» **Exercise requirements**:
1: In the Acrotriche depressa article, switch "shrub" to "bush" and write out the passage starting with "Acrotriche depressa, commonly" and going on through "in southern Australia.".
2: Name every plant part for which the Acrotriche depressa article gives a length in millimeters.
3: Carry on the Acrotriche depressa article from the point where it stops.

» **Extracted text**:
Acrotriche depressa, commonly known as wiry ground-berry or honeypots, is a flowering plant in the family Ericaceae. It is a small shrub with crowded greyish-green leaves and white or green flowers and grows in southern Australia.

==Description==
Acrotriche depressa is a small, dense, mat forming, upright shrub to 30 cm high, 1 m in diameter and branchlets covered in soft, upright hairs to rigid, long, upright hairs. The leaves are crowded, spreading or slightly erect, greyish olive green, narrow-triangular, 3.5-13 mm long, 0.5-3 mm wide, margins slightly recurved, usually toothed, veined on lower surface, pointed at the apex and in whorls around the stem. The white or greenish tubular flowers are 2.4-2.9 mm long in dense clusters of 5-10 on spikes 15-30 mm long hidden amongst older branches. The bracteoles mostly 1-1.5 mm long, sepals 1.4-2.8 mm long. Flowering occurs from August to September and the fruit is a drupe, globular-shaped, greyish green, dark purple at maturity and up to 4.5 mm wide.

» **Supplied material**:
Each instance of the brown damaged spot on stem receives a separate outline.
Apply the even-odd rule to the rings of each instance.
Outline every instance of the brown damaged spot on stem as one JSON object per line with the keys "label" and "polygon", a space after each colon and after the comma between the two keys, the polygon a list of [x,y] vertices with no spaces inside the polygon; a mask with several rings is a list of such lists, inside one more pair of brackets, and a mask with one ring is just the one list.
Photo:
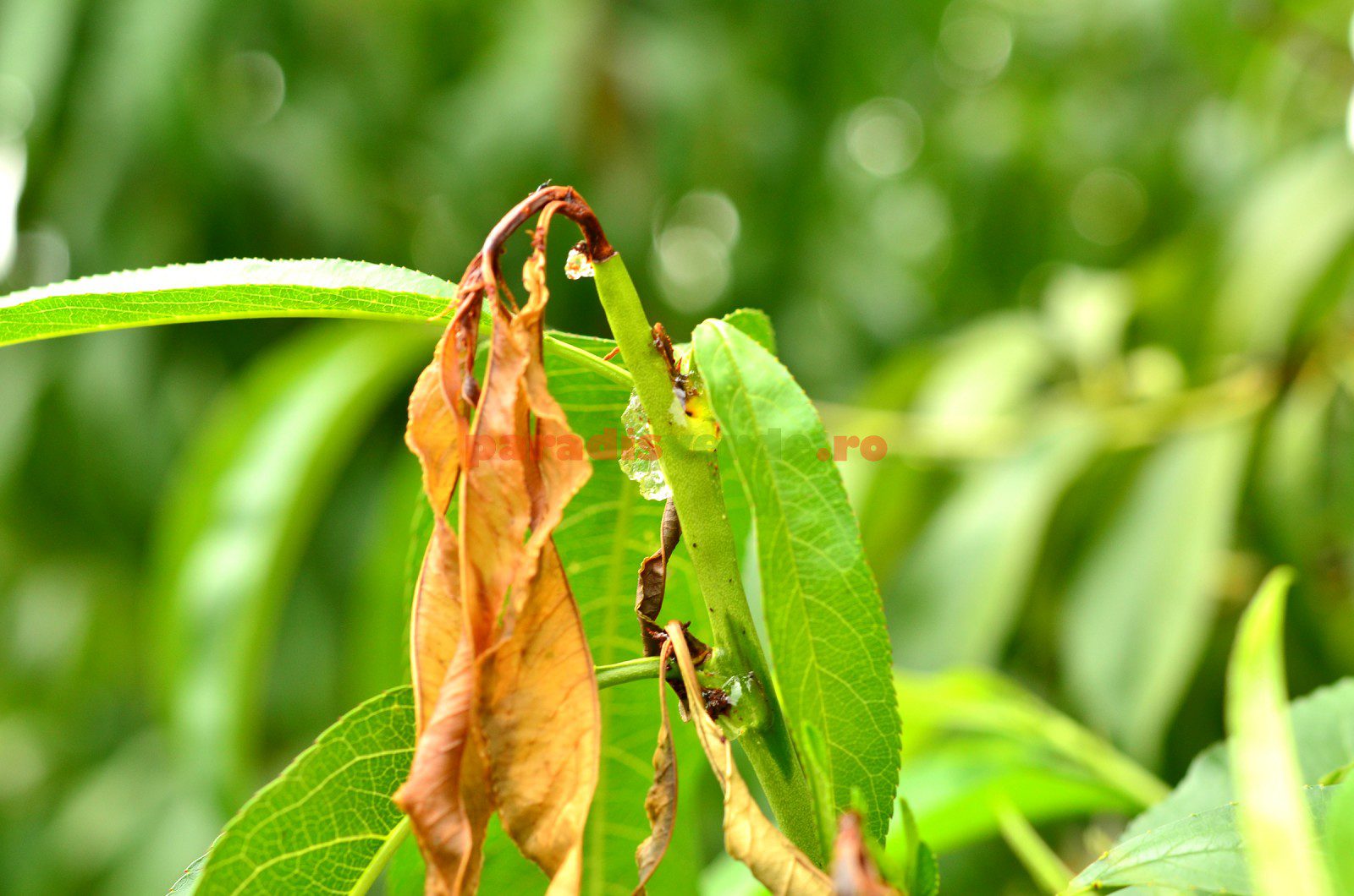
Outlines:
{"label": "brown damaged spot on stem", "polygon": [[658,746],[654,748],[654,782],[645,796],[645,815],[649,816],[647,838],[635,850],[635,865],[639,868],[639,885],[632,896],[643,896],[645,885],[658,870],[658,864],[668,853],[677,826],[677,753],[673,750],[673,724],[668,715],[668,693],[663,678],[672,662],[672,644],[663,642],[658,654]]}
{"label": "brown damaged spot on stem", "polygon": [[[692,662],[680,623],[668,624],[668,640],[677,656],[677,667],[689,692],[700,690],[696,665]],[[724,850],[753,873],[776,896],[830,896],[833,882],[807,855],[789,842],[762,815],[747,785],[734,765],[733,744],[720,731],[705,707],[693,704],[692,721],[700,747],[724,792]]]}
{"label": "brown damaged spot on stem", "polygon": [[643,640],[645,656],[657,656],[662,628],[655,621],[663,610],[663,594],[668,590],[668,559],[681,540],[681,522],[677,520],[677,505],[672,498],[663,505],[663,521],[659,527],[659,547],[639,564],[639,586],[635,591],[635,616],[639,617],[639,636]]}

--

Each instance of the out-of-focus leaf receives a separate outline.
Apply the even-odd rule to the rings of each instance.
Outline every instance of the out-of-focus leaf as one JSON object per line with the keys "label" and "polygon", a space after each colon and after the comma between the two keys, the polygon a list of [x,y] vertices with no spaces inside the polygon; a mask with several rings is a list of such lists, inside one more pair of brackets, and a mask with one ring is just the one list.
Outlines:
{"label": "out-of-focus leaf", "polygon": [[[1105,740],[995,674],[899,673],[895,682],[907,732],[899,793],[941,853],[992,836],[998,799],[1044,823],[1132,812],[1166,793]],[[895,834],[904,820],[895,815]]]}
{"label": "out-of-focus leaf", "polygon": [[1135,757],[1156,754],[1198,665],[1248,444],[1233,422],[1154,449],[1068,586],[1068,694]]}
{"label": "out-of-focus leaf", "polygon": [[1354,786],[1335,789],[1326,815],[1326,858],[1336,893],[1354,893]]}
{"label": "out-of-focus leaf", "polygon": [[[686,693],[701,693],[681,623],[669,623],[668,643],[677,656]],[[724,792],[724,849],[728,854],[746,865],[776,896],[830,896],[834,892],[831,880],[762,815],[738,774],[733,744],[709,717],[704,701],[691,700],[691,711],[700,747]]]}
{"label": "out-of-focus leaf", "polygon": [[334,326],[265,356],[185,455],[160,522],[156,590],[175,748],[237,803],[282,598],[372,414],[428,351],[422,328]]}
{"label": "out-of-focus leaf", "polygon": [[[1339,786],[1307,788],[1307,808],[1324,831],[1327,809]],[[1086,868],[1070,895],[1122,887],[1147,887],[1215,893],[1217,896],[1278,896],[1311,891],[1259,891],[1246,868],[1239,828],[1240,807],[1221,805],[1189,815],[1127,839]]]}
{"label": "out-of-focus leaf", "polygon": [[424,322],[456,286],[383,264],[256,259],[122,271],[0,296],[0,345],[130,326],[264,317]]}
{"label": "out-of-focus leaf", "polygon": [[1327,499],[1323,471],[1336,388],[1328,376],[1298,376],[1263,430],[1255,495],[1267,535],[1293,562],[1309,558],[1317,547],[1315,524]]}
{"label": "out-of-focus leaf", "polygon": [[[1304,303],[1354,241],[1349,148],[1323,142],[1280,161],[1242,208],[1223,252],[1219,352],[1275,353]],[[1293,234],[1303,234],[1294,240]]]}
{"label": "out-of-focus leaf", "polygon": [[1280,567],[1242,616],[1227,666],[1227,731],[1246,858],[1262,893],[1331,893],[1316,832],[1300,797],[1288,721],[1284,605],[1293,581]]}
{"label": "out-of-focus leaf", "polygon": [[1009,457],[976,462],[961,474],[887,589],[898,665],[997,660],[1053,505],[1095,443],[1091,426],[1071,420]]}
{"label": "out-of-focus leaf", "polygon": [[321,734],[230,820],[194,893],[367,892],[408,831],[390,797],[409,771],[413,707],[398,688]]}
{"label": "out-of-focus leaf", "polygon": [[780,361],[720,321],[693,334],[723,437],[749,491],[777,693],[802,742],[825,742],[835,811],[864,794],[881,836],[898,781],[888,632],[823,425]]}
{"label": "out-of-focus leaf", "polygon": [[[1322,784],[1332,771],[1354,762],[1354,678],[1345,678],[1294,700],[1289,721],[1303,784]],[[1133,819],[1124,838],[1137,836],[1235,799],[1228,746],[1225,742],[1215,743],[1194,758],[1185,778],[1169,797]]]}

» **Answers to the problems**:
1:
Acrotriche depressa, commonly known as wiry ground-berry or honeypots, is a flowering plant in the family Ericaceae. It is a small bush with crowded greyish-green leaves and white or green flowers and grows in southern Australia.

2: leaves, flowers, spikes, bracteoles, sepals

3:
==Taxonomy and naming==
Acrotriche depressa was first formally described in 1810 by Robert Brown and the description was published in Prodromus florae Novae Hollandiae. The specific epithet (depressa) means "depressed" referring to its growth habit.

==Distribution and habitat==
Honeypots grows in sclerophyll forest on a variety of soils, including loam, basalt, granite and sandy soil in Victoria, Tasmania, South Australia, Australian Capital Territory and New South Wales.